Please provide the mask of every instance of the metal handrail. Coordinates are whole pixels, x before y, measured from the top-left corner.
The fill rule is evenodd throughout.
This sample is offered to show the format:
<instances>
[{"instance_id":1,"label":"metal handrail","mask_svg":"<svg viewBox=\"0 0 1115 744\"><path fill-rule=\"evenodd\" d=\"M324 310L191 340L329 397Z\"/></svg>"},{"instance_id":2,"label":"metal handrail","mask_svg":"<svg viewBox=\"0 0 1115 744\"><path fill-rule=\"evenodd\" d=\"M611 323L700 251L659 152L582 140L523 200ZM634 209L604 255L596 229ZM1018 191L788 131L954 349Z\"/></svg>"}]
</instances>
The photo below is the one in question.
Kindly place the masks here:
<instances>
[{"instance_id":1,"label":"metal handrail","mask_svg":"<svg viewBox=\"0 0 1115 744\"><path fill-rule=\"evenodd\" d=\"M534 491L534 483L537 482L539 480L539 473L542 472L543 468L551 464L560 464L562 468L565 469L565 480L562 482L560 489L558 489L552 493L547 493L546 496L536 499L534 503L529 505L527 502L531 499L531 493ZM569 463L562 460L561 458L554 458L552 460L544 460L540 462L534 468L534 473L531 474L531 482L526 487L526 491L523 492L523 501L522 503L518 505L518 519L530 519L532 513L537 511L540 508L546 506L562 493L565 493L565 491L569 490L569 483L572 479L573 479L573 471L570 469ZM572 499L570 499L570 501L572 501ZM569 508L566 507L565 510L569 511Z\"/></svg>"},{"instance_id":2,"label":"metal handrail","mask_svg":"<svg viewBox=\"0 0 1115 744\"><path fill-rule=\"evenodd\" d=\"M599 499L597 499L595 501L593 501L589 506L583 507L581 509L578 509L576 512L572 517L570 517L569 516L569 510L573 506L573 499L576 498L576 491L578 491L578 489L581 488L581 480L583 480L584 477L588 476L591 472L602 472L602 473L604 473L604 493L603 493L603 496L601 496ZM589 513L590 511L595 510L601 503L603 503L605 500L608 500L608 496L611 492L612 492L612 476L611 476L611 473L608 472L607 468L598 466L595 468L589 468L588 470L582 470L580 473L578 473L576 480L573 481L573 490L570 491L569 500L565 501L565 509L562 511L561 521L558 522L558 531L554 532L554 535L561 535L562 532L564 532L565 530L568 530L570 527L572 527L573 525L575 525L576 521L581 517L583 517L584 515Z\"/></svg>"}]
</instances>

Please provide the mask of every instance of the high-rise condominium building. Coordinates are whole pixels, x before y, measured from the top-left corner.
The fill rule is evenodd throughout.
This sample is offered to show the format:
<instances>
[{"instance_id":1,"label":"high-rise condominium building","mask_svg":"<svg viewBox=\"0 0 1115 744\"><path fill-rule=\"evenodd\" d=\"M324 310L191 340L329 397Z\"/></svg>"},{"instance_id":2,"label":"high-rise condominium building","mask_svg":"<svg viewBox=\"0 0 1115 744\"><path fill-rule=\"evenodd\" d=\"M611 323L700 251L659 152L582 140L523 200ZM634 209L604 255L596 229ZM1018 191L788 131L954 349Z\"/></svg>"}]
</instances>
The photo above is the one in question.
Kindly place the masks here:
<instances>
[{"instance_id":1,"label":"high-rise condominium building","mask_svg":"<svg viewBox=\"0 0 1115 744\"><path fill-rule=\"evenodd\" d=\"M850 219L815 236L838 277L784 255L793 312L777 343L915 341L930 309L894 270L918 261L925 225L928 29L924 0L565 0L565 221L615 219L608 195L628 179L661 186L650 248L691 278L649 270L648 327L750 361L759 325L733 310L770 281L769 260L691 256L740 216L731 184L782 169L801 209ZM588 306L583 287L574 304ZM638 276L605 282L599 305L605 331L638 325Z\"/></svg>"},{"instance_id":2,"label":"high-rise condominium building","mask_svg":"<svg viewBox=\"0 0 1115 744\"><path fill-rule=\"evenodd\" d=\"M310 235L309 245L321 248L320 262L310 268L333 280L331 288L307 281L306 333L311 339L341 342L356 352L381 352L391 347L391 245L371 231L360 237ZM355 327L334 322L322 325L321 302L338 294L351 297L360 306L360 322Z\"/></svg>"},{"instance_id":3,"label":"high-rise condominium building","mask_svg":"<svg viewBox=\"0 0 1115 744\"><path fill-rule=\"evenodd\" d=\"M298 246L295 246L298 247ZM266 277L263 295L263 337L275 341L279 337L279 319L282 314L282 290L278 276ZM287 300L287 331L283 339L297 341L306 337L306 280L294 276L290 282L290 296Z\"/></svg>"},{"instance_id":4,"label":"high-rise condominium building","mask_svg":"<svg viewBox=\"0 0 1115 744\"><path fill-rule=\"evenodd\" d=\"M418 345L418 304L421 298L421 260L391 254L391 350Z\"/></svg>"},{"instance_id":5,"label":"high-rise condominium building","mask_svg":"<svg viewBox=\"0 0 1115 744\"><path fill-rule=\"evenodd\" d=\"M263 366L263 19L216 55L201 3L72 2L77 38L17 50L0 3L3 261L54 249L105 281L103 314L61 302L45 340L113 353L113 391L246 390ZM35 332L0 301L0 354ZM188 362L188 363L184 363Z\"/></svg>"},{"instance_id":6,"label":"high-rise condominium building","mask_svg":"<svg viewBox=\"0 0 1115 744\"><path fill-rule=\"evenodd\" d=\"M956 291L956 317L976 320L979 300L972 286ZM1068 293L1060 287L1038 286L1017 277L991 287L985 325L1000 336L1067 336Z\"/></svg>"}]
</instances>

+--

THE TASK
Return all of the data above again, line for line, with no changes.

ANSWER TO THE EXERCISE
Please provide the mask of every instance of the metal handrail. Coordinates are whole pixels, x before y, measured from the top-left corner.
The fill rule is evenodd throughout.
This sample is offered to show the format:
<instances>
[{"instance_id":1,"label":"metal handrail","mask_svg":"<svg viewBox=\"0 0 1115 744\"><path fill-rule=\"evenodd\" d=\"M324 310L191 340L329 397Z\"/></svg>"},{"instance_id":2,"label":"metal handrail","mask_svg":"<svg viewBox=\"0 0 1115 744\"><path fill-rule=\"evenodd\" d=\"M611 323L700 251L659 152L582 140L523 200ZM634 209L604 255L596 229ZM1018 191L788 131L954 349Z\"/></svg>"}]
</instances>
The photo below is the one in question.
Kindly place the masks here:
<instances>
[{"instance_id":1,"label":"metal handrail","mask_svg":"<svg viewBox=\"0 0 1115 744\"><path fill-rule=\"evenodd\" d=\"M534 491L534 483L537 482L539 480L539 473L542 472L543 468L551 464L560 464L562 468L565 469L565 480L562 482L560 489L558 489L552 493L547 493L546 496L536 499L534 503L529 505L527 502L531 499L531 493ZM569 463L562 460L561 458L554 458L552 460L544 460L540 462L534 468L534 473L531 474L531 482L526 487L526 491L523 492L523 501L522 503L518 505L518 519L530 519L532 513L537 511L540 508L546 506L562 493L565 493L565 491L569 490L569 483L572 479L573 479L573 471L570 469ZM572 499L570 499L570 501L572 501ZM569 508L566 507L565 510L569 511Z\"/></svg>"},{"instance_id":2,"label":"metal handrail","mask_svg":"<svg viewBox=\"0 0 1115 744\"><path fill-rule=\"evenodd\" d=\"M599 499L597 499L595 501L593 501L589 506L583 507L581 509L578 509L576 512L572 517L570 517L569 516L569 510L573 506L573 499L576 498L576 491L578 491L578 489L581 488L581 480L583 480L584 477L588 476L591 472L602 472L602 473L604 473L604 493L603 493L603 496L601 496ZM589 513L590 511L595 510L601 503L603 503L605 500L608 500L608 496L611 492L612 492L612 476L611 476L611 473L608 472L607 468L598 466L595 468L589 468L588 470L582 470L580 473L578 473L576 480L573 481L573 490L570 491L569 500L565 501L565 509L562 511L561 521L558 522L558 531L554 532L554 535L561 535L562 532L564 532L565 530L568 530L570 527L572 527L573 525L575 525L576 521L581 517L583 517L584 515Z\"/></svg>"}]
</instances>

Please provide the mask of every instance of the high-rise condominium building. Coordinates are whole pixels, x before y, measured from the top-left corner.
The fill rule is evenodd throughout.
This sample is offered to show the format:
<instances>
[{"instance_id":1,"label":"high-rise condominium building","mask_svg":"<svg viewBox=\"0 0 1115 744\"><path fill-rule=\"evenodd\" d=\"M324 310L191 340L329 397Z\"/></svg>"},{"instance_id":2,"label":"high-rise condominium building","mask_svg":"<svg viewBox=\"0 0 1115 744\"><path fill-rule=\"evenodd\" d=\"M611 323L700 251L659 152L582 140L523 200ZM634 209L604 255L596 229ZM1018 191L788 131L954 349Z\"/></svg>"}]
</instances>
The photo above is the one in question.
Kindly place the masks here:
<instances>
[{"instance_id":1,"label":"high-rise condominium building","mask_svg":"<svg viewBox=\"0 0 1115 744\"><path fill-rule=\"evenodd\" d=\"M850 219L815 236L838 277L784 255L793 312L777 343L915 341L930 309L894 270L918 261L925 225L928 29L924 0L565 0L565 221L615 219L608 195L628 179L661 186L650 248L691 278L649 270L648 327L750 361L759 325L733 310L770 281L769 260L691 256L740 216L731 184L782 169L801 209ZM588 306L583 287L574 304ZM638 276L605 282L599 305L605 331L638 325Z\"/></svg>"},{"instance_id":2,"label":"high-rise condominium building","mask_svg":"<svg viewBox=\"0 0 1115 744\"><path fill-rule=\"evenodd\" d=\"M310 235L309 245L321 248L320 262L310 268L333 280L331 288L307 281L306 333L311 339L341 342L356 352L381 352L391 347L391 245L371 231L360 237ZM355 327L334 322L322 325L321 302L338 294L351 297L360 306L360 322Z\"/></svg>"},{"instance_id":3,"label":"high-rise condominium building","mask_svg":"<svg viewBox=\"0 0 1115 744\"><path fill-rule=\"evenodd\" d=\"M298 246L295 246L298 247ZM266 277L263 295L263 337L275 341L279 337L279 319L282 314L282 290L278 276ZM287 300L287 331L283 339L297 341L306 337L306 280L294 276L290 282L290 296Z\"/></svg>"},{"instance_id":4,"label":"high-rise condominium building","mask_svg":"<svg viewBox=\"0 0 1115 744\"><path fill-rule=\"evenodd\" d=\"M418 345L418 304L421 298L421 260L391 254L391 350Z\"/></svg>"},{"instance_id":5,"label":"high-rise condominium building","mask_svg":"<svg viewBox=\"0 0 1115 744\"><path fill-rule=\"evenodd\" d=\"M263 366L263 19L216 55L201 3L72 2L77 38L17 50L0 3L3 261L54 249L105 281L103 314L61 302L45 340L113 353L113 391L246 390ZM35 332L0 301L0 354ZM188 362L188 363L184 363Z\"/></svg>"},{"instance_id":6,"label":"high-rise condominium building","mask_svg":"<svg viewBox=\"0 0 1115 744\"><path fill-rule=\"evenodd\" d=\"M956 291L956 317L976 320L979 300L972 286ZM1068 293L1060 287L1038 286L1017 277L991 287L985 325L1000 336L1067 336Z\"/></svg>"}]
</instances>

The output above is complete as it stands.